**TEXT SECTION**

-------

Give Me Balti-More More More!

Who wants more new Standard? Todd does! In this article, he shows his plan for #SCGBALT and gives a few pointers to those who may want to adjust their strategies instead of adopt his!

With the Open Series coming to Baltimore this weekend, I have my work cut out for me. The new Core Set, Magic 2015, looks to make some waves for the current Standard format but not in the way you might think. Most of the time when a new set is released, it brings a new deck or new idea along with it. But this time around, much like the last few sets, I see weapons for many existing archetypes to utilize.

I’ve talked about the problem with Thoughtseize before, and how it punishes decks relying on synergy. But Thoughtseize isn’t the only problem, and isn’t the only card that punishes people for trying to be too cute. Standard is stocked with oppressive spells that are hard for rogue decks to overcome. The list is long, but here are the main offenders.

The “big three” decks are here to stay, and two of them only got better with the release of M15. Can you guess which deck got left out?

Today we’re preparing for Baltimore in the best way I know how. I’m going to go over two of the best “stock decks” for the tournament, as well as what deck I’m going to play. I think it is particularly strong, as it got a few new weapons from M15 to make it more consistent.

-------

**LISTED ENTRIES**
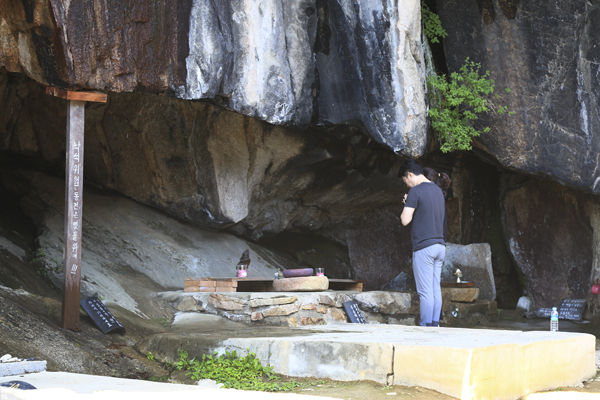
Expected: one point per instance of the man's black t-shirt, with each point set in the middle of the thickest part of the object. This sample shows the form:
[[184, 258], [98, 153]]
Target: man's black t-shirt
[[429, 217]]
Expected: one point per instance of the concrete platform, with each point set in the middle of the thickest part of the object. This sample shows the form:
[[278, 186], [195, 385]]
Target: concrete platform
[[21, 367], [464, 363], [64, 386]]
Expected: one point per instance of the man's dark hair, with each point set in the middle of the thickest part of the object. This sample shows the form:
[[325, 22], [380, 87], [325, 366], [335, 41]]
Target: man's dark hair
[[412, 166]]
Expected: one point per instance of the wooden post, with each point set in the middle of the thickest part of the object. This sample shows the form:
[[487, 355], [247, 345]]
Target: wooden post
[[74, 199]]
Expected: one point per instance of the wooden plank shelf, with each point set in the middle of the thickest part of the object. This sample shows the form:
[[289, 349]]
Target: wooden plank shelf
[[254, 285]]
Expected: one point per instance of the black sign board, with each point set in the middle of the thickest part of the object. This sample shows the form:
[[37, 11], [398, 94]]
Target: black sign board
[[571, 309], [103, 319], [356, 316]]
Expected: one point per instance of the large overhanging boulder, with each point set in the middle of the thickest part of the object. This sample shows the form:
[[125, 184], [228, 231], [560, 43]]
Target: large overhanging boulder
[[285, 62], [552, 232], [547, 53]]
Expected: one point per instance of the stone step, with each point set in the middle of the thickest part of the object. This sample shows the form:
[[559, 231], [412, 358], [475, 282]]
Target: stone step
[[464, 363]]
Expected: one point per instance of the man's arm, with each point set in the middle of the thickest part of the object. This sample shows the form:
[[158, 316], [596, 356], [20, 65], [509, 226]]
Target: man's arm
[[406, 216]]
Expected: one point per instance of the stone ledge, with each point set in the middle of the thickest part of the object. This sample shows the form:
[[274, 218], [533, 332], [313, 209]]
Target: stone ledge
[[299, 308]]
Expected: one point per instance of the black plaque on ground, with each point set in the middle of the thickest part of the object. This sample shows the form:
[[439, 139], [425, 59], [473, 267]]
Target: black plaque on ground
[[356, 316], [571, 309], [103, 319]]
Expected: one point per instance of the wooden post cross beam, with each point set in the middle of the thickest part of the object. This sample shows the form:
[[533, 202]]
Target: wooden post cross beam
[[74, 199]]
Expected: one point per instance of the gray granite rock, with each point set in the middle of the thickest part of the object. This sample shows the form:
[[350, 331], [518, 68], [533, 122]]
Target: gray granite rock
[[475, 263]]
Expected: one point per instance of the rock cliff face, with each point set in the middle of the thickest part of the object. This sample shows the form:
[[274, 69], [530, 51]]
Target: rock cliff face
[[284, 62], [288, 88], [550, 234], [548, 54]]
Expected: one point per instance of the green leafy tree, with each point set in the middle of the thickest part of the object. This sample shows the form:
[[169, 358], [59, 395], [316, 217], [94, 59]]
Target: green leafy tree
[[233, 371], [457, 102]]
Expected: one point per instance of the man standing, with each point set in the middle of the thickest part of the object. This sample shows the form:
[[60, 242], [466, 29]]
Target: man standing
[[424, 206]]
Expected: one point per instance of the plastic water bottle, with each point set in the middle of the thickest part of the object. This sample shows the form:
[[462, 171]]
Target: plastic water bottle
[[554, 320]]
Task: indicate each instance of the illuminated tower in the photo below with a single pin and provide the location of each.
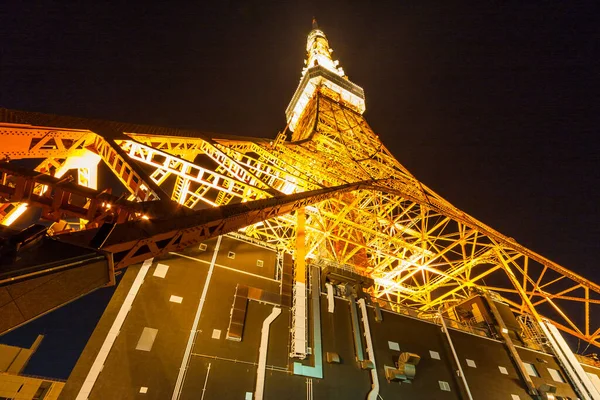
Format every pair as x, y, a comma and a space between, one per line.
322, 70
332, 198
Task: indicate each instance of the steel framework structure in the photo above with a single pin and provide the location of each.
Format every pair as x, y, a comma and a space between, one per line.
372, 214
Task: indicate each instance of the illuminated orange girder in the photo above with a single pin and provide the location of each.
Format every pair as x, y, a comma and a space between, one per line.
60, 198
420, 250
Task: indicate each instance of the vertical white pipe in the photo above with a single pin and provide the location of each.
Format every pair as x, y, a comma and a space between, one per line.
374, 393
462, 375
194, 330
262, 353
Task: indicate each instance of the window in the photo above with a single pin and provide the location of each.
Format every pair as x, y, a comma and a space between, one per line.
556, 375
531, 370
595, 380
42, 390
445, 386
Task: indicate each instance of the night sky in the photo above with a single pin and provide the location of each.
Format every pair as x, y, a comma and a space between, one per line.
495, 107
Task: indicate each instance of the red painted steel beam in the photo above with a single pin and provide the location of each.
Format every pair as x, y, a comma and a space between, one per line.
135, 241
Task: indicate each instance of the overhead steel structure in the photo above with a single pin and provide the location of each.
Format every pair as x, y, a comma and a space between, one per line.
356, 205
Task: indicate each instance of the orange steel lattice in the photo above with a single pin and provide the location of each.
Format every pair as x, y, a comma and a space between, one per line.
372, 214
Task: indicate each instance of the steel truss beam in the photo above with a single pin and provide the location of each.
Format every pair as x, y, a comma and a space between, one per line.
421, 250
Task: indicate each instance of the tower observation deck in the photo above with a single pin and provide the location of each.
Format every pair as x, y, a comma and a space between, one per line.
287, 267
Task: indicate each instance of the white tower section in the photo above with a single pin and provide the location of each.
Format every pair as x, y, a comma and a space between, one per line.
322, 70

-------

**REQUIRED ACTIONS**
a) According to the Baltimore article, what is the name of the new Core Set?
b) Give the rows as a numbered list, leaving out blank lines, from the line with "Task: indicate each instance of the steel truss" up to and including the last line of the rows.
The rows have no connection to the Baltimore article.

**THE ANSWERS**
a) Magic 2015

b)
1. Task: indicate each instance of the steel truss beam in the photo above with a single pin and provide the location of each.
2. Format every pair as x, y, a comma and a space between, one per line.
3. 421, 250
4. Task: indicate each instance of the tower observation deck in the photo above with a single pin and provide the location of each.
5. Format every pair as x, y, a comma and a space between, one per line.
6. 287, 267
7. Task: indicate each instance of the white tower section in the photo above with a single pin and provide the location of each.
8. Format every pair as x, y, a comma and a space between, one per line.
9. 322, 70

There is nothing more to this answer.